Retype the material word for word.

[Stored data]
○ ○ ○ ○

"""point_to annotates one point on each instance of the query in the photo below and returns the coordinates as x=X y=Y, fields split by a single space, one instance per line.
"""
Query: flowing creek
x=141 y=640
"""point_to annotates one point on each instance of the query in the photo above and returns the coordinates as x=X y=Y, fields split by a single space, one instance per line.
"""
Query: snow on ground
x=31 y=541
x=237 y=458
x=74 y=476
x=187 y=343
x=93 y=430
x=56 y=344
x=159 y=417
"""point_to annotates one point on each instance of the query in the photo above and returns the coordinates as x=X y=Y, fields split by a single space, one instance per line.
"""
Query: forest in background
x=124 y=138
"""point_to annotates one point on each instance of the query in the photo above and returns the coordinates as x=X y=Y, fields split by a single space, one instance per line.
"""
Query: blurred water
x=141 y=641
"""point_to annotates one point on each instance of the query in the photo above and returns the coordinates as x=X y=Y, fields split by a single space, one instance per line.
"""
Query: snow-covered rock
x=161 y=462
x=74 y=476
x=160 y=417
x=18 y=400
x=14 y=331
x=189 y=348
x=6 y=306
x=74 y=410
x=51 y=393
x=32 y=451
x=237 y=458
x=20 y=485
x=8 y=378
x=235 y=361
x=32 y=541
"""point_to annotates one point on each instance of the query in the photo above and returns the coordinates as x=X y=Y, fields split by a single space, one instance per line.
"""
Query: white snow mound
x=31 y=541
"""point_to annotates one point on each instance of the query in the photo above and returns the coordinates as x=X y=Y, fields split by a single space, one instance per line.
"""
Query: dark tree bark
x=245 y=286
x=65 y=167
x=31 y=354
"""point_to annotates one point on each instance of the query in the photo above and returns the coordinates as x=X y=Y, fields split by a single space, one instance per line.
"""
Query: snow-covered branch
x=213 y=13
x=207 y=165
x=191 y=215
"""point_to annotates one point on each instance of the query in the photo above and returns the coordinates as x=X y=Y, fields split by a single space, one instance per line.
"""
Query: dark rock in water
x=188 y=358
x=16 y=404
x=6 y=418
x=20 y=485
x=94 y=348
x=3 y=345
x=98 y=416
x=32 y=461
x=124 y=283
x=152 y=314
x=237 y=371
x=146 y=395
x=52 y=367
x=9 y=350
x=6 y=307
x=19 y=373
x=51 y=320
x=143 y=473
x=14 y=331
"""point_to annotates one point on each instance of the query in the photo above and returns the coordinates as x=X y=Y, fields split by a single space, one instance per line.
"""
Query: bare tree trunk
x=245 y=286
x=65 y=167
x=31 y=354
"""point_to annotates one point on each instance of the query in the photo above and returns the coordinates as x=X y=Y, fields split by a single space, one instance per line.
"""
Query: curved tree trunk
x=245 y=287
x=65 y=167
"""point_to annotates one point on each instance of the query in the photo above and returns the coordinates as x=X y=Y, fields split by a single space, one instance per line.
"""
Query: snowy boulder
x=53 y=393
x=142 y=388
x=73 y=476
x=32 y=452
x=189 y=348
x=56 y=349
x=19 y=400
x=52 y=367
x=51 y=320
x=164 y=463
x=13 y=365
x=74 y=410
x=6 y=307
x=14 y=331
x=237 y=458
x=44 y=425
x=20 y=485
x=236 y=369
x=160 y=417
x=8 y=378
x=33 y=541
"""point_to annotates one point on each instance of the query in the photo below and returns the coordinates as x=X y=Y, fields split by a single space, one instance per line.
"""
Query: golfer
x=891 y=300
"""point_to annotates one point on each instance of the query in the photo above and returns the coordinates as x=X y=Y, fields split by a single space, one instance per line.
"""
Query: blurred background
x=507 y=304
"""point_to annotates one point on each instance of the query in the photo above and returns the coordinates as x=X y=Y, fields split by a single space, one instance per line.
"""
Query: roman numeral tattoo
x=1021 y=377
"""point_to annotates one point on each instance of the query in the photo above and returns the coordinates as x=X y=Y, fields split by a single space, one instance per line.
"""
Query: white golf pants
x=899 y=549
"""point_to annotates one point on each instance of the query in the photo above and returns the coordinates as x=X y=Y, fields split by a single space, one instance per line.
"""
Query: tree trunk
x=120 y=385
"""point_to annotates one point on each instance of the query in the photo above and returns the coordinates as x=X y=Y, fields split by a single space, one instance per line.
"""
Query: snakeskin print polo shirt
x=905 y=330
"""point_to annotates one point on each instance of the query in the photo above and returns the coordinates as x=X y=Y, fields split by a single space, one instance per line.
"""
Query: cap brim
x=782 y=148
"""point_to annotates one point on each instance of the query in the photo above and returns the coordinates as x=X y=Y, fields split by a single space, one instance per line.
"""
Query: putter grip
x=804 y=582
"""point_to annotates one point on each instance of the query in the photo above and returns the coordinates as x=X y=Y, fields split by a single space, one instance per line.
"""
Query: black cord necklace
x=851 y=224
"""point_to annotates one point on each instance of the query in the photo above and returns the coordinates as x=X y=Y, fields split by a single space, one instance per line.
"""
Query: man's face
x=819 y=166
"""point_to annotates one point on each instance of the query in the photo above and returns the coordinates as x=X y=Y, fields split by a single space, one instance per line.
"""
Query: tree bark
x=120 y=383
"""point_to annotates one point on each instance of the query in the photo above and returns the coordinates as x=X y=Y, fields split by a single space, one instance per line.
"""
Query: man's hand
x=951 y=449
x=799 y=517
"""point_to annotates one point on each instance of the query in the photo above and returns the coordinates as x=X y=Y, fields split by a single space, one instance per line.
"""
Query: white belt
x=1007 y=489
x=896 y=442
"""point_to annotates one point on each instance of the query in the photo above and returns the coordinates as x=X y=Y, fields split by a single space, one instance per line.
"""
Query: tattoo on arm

○ ○ ○ ○

*Response to the exercise*.
"""point_to annotates one point on each instance of the query in the photo below and returns the coordinates as x=X y=Y, fields split by a single space, one instance per line.
"""
Query: flowing creek
x=141 y=640
"""point_to annotates one point on each instance of the query in the photo above and returns the coordinates as x=X y=Y, fields split by a single space, one instance per line.
"""
Query: snow on ground
x=31 y=541
x=237 y=458
x=74 y=476
x=187 y=343
x=93 y=430
x=56 y=344
x=159 y=417
"""point_to annotates one point on each instance of the query in the photo above and returns the coordinates as x=X y=Y, fields split by a single space, one instance per line.
"""
Query: forest in background
x=124 y=138
"""point_to annotates one point on each instance of the query in the photo above and returns the coordinates as x=X y=Y, fields split by a single space, one instance per line.
"""
Query: blurred water
x=141 y=641
"""point_to annotates one point on each instance of the query in the photo above and returns the coordinates as x=X y=Y, fields split by a single space, one instance per line.
"""
Query: snow-covered rock
x=161 y=462
x=74 y=476
x=160 y=417
x=18 y=400
x=14 y=331
x=189 y=348
x=6 y=306
x=74 y=410
x=51 y=393
x=32 y=451
x=237 y=458
x=20 y=485
x=8 y=378
x=235 y=361
x=32 y=541
"""point_to annotates one point on each instance of the query in the photo above and returns the coordinates as x=X y=Y, fields split by a single space, one instance per line.
"""
Query: white snow mound
x=31 y=541
"""point_to annotates one point on each instance of the query in the photo above and returns the coordinates as x=X y=Y, fields split by a single space, one instance per line.
"""
Query: dark tree bark
x=245 y=286
x=65 y=167
x=31 y=354
"""point_to annotates one point on each instance of the query in the photo above and returns the coordinates as x=X y=Y, fields split by a single space, one instance per line.
"""
Query: snow-covered branch
x=213 y=13
x=207 y=165
x=191 y=215
"""point_to annotates one point on each instance of the query in the photo above and returns the coordinates as x=X y=Y, fields split by a single space, one instance per line.
"""
Query: dark rock in water
x=188 y=358
x=16 y=404
x=6 y=418
x=20 y=485
x=94 y=348
x=3 y=345
x=98 y=416
x=32 y=461
x=124 y=283
x=152 y=314
x=237 y=371
x=146 y=395
x=52 y=367
x=9 y=350
x=6 y=307
x=19 y=373
x=51 y=320
x=143 y=473
x=14 y=331
"""point_to annotates one point on each instance of the query in the photo above and returns the coordinates as x=X y=Y, fields split by a single space, one instance per line.
"""
Query: bare tree trunk
x=245 y=286
x=65 y=167
x=31 y=354
"""point_to annotates one point on each instance of the query in the photo above and returns the coordinates as x=X y=Y, fields split by a single space, one instance per line.
"""
Query: curved tree trunk
x=245 y=287
x=65 y=167
"""point_to annotates one point on each instance of the query in the photo above and returns the coordinates as x=X y=Y, fields split by a single space, one instance per line.
"""
Query: snowy boulder
x=53 y=393
x=142 y=388
x=73 y=476
x=32 y=452
x=189 y=348
x=56 y=349
x=19 y=400
x=52 y=367
x=51 y=320
x=164 y=463
x=13 y=365
x=74 y=410
x=6 y=307
x=14 y=331
x=237 y=458
x=44 y=425
x=20 y=485
x=236 y=369
x=160 y=417
x=8 y=378
x=33 y=541
"""point_to annotates one point on each instance of the query in the photo below and returns the coordinates as x=X y=Y, fields split by a single space, one instance per line.
"""
Query: golfer
x=891 y=300
"""point_to annotates one point on each instance of the query in the photo above and returns the coordinates as x=X y=Y, fields split by a single space, one instance per line.
"""
Query: blurred background
x=507 y=304
"""point_to annotates one point on each instance of the query in the photo above and returns the coordinates as x=X y=Y, fields split by a single space, one instance per line.
"""
Query: roman numeral tattoo
x=1021 y=377
"""point_to annotates one point on each instance of the query in the photo above and returns the coordinates as x=X y=Y, fields split by a single space, one instance per line.
"""
Query: white golf pants
x=899 y=549
"""point_to annotates one point on each instance of the query in the photo above and returns the coordinates as x=X y=Y, fields split by a single space, one instance per line.
"""
Query: tree trunk
x=120 y=385
"""point_to annotates one point on each instance of the query in the photo above and returns the coordinates as x=X y=Y, fields split by a single space, one instance per line.
"""
Query: snakeskin print polo shirt
x=905 y=330
"""point_to annotates one point on each instance of the query in the photo above and returns the coordinates as x=X y=Y, fields split by a single space, one instance per line.
"""
Query: cap brim
x=782 y=148
"""point_to annotates one point on each instance of the query in the photo above and returns the coordinates as x=X y=Y, fields split by a single space, one instance per line.
"""
Query: putter grip
x=804 y=582
"""point_to annotates one point on each instance of the query in the photo above and returns the coordinates as x=X y=Y, fields split by a single space, one instance per line.
"""
Query: black cord necklace
x=851 y=224
"""point_to annotates one point on each instance of the query in the photo above and returns the coordinates as x=X y=Y, fields split by a single space, one instance per line.
"""
Query: man's face
x=819 y=166
"""point_to annotates one point on each instance of the query in the photo above and returns the coordinates as x=X y=Y, fields split by a single space, one instance per line.
"""
Query: tree bark
x=120 y=383
"""point_to annotates one point on each instance of the query in the photo above and returns the coordinates as x=X y=Y, fields split by a single space, one instance per line.
"""
Query: man's hand
x=951 y=449
x=799 y=517
"""point_to annotates one point on each instance of the query in the photo above and returns the coordinates as x=X y=Y, fields split by a single space, one instance per line.
"""
Query: white belt
x=1007 y=489
x=896 y=442
"""point_to annotates one point on each instance of the query in the photo above and returns the coordinates as x=X y=Y, fields split by a single space, one instance per line.
"""
Query: tattoo on arm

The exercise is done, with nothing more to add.